WHAT THE TASK REQUIRES: Return exactly the lines that run from the one containing "cabinet? Indicate one point per instance." to the end of the entries, with both ends included.

MATERIAL SHOWN:
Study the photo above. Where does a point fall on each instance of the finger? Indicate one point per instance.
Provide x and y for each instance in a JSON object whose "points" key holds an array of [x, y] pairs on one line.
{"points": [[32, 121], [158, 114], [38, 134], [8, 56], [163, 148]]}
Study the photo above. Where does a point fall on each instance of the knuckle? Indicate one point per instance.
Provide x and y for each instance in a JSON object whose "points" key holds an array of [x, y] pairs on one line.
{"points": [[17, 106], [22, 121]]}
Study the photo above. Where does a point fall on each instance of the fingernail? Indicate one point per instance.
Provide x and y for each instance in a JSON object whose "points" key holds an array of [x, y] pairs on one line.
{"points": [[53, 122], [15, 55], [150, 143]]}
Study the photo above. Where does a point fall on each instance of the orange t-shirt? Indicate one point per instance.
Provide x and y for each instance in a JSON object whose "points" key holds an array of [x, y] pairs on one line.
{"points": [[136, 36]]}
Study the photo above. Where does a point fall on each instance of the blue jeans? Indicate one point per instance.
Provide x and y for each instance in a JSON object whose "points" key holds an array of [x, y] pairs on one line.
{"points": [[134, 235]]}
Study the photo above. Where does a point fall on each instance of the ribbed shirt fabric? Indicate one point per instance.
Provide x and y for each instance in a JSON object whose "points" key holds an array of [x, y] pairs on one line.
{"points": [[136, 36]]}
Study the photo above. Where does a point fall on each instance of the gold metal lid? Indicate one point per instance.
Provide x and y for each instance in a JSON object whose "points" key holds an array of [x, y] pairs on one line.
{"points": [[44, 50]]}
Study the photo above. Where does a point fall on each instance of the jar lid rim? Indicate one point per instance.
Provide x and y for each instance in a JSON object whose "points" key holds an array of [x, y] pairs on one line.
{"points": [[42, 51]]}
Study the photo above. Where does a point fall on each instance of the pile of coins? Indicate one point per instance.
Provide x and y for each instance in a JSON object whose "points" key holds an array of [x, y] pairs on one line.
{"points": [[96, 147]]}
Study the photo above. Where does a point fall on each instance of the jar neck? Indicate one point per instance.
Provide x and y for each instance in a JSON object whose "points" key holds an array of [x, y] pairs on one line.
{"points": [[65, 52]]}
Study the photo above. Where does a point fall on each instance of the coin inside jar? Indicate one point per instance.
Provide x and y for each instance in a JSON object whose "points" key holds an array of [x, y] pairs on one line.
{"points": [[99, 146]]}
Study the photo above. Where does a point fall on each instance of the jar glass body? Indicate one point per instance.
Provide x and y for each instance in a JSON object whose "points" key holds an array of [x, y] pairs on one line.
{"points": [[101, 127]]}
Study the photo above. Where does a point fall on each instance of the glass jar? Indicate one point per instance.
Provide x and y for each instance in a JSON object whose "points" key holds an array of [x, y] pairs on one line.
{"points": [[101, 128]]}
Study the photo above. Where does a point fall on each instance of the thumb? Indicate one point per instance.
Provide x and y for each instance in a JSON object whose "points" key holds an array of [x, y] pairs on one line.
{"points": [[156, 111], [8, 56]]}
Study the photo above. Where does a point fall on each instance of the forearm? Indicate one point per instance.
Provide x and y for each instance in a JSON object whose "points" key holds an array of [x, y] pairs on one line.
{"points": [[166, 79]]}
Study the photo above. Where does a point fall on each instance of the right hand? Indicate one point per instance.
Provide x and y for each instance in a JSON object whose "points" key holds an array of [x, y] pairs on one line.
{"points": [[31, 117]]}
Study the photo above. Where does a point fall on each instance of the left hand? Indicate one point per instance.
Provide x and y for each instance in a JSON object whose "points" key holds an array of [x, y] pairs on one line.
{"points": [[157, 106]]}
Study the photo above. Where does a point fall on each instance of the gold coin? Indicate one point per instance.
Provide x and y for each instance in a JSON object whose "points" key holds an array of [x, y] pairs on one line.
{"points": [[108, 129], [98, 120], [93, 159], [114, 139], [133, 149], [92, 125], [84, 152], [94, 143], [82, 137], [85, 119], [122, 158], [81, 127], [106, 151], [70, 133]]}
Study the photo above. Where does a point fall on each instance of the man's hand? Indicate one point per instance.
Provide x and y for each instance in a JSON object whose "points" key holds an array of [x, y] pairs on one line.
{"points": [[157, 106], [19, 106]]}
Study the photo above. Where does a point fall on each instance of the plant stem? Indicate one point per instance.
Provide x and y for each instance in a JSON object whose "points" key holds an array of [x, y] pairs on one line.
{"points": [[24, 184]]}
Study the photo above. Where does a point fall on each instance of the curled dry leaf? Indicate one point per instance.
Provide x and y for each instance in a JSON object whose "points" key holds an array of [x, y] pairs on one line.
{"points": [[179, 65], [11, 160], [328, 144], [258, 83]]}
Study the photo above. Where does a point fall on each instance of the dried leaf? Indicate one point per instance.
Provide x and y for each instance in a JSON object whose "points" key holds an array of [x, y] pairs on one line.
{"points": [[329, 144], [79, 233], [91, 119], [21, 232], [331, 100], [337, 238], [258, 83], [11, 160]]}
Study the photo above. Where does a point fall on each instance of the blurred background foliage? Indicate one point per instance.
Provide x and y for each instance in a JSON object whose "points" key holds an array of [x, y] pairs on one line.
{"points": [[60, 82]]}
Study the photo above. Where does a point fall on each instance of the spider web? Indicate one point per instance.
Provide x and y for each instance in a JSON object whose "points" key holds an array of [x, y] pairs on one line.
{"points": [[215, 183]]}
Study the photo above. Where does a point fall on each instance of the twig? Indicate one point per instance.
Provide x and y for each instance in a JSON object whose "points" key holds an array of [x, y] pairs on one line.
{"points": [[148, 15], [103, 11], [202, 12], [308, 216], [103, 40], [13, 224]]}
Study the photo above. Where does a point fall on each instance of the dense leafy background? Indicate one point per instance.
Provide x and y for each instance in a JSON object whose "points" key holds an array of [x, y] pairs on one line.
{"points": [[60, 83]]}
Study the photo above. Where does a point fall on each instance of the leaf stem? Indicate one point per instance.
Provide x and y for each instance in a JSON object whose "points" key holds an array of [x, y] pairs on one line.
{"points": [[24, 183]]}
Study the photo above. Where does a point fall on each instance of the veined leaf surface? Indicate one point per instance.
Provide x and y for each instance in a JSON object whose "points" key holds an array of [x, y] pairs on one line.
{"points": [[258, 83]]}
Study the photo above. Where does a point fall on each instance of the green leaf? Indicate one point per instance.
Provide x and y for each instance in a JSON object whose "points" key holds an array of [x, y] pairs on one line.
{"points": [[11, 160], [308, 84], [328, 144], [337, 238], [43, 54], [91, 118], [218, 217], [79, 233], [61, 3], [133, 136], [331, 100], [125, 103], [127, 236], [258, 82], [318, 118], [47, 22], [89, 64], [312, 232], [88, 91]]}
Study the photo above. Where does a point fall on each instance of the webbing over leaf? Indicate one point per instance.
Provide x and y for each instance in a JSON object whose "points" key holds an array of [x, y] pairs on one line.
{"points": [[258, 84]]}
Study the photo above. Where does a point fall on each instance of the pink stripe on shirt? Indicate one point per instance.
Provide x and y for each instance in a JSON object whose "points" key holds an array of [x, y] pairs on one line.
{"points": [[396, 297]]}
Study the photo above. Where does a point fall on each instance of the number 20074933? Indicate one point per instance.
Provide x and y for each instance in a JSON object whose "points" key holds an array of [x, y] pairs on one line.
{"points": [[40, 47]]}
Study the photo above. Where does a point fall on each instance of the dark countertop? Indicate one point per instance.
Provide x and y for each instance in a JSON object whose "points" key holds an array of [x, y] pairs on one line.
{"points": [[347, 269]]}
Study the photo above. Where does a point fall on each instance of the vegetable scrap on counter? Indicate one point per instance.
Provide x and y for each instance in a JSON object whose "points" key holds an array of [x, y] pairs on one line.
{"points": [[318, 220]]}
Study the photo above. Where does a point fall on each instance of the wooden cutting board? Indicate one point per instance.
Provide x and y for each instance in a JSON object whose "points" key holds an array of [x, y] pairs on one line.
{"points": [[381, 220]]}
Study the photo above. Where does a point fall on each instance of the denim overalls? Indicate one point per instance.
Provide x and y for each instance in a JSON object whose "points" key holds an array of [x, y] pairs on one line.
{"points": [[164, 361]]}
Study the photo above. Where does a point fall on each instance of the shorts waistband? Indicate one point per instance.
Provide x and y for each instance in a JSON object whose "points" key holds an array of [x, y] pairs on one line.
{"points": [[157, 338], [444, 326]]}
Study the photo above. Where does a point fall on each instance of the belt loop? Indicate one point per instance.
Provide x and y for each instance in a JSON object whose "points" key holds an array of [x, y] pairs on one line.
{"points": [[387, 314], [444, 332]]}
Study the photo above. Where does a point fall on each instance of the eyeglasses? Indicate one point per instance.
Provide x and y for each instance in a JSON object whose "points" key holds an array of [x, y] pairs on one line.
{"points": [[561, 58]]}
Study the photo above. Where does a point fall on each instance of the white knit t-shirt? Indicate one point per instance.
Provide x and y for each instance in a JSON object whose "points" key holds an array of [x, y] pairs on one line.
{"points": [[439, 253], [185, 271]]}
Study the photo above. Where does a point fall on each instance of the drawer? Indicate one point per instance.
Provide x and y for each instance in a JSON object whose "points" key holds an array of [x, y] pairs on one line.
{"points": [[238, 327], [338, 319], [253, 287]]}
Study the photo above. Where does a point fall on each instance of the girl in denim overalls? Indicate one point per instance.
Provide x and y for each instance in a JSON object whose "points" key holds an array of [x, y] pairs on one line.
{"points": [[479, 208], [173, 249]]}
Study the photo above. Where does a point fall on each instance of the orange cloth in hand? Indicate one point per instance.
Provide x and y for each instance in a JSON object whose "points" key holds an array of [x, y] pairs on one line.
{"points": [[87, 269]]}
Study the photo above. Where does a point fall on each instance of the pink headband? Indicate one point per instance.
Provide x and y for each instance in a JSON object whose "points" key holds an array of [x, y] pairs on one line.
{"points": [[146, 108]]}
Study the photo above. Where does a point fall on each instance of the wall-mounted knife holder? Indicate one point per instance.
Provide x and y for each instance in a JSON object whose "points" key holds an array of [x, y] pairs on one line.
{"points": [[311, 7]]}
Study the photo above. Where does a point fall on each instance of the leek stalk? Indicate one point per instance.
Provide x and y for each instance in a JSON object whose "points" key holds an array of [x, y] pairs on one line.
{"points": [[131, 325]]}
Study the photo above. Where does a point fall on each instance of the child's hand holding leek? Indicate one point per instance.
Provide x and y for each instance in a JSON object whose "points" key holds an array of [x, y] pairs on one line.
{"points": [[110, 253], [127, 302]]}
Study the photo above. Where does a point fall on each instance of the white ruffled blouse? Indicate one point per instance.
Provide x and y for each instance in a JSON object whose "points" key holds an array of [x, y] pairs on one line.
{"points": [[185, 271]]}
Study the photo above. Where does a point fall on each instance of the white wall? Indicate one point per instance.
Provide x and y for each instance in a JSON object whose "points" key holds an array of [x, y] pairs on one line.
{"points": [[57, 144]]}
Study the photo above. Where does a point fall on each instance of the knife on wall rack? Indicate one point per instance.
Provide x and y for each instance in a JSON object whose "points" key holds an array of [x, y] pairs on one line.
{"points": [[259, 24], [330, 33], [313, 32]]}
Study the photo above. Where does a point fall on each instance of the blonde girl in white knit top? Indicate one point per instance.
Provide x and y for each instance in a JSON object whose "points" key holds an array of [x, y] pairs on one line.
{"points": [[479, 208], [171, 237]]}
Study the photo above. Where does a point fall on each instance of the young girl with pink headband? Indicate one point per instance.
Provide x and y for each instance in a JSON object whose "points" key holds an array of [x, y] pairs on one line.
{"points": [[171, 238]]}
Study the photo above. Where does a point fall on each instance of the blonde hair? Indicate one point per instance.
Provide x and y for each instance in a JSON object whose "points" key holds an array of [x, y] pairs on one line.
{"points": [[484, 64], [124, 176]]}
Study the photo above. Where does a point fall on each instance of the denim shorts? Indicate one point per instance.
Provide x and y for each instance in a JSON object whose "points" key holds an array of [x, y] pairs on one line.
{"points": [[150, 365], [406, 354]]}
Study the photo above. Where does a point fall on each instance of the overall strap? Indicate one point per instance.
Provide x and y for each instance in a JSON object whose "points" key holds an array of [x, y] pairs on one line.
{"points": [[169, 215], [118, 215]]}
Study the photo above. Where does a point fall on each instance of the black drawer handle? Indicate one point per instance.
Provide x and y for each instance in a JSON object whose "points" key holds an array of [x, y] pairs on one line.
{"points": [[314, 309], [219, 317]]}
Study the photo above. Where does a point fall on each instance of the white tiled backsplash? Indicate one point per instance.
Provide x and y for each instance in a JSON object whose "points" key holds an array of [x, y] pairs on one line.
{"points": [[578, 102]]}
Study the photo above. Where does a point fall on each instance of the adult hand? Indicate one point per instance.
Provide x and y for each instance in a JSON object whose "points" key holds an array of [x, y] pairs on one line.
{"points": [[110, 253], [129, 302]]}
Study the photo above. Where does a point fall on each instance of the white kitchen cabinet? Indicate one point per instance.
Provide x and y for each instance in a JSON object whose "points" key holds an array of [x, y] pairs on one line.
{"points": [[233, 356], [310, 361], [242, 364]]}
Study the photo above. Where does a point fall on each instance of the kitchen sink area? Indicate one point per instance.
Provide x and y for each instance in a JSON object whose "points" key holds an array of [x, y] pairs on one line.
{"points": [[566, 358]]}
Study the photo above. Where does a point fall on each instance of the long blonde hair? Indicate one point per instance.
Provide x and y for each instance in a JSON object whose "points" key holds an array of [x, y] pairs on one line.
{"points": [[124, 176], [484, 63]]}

EXERCISE OUTPUT:
Study the photo above. Where does a point fall on each instance of the white kitchen cabinet? Indicate one point per instance.
Provide x and y for each instance in a JSON object whose "points" key holds an array of [x, y] pairs on one line.
{"points": [[233, 356], [310, 361], [242, 364]]}
Study the photo above. Where does a point fall on each instance of the kitchen sink area? Indicate one point per instance.
Provide x and y for each instance in a JSON object whose "points" key holds an array of [x, y] pairs on one line.
{"points": [[566, 358]]}
Study the photo above. Where does a point fall on each instance of the long blonde hair? Indicate one point per instance.
Provide x and y for each instance in a JSON object whose "points" key holds an array of [x, y] pairs on one line.
{"points": [[124, 176], [484, 63]]}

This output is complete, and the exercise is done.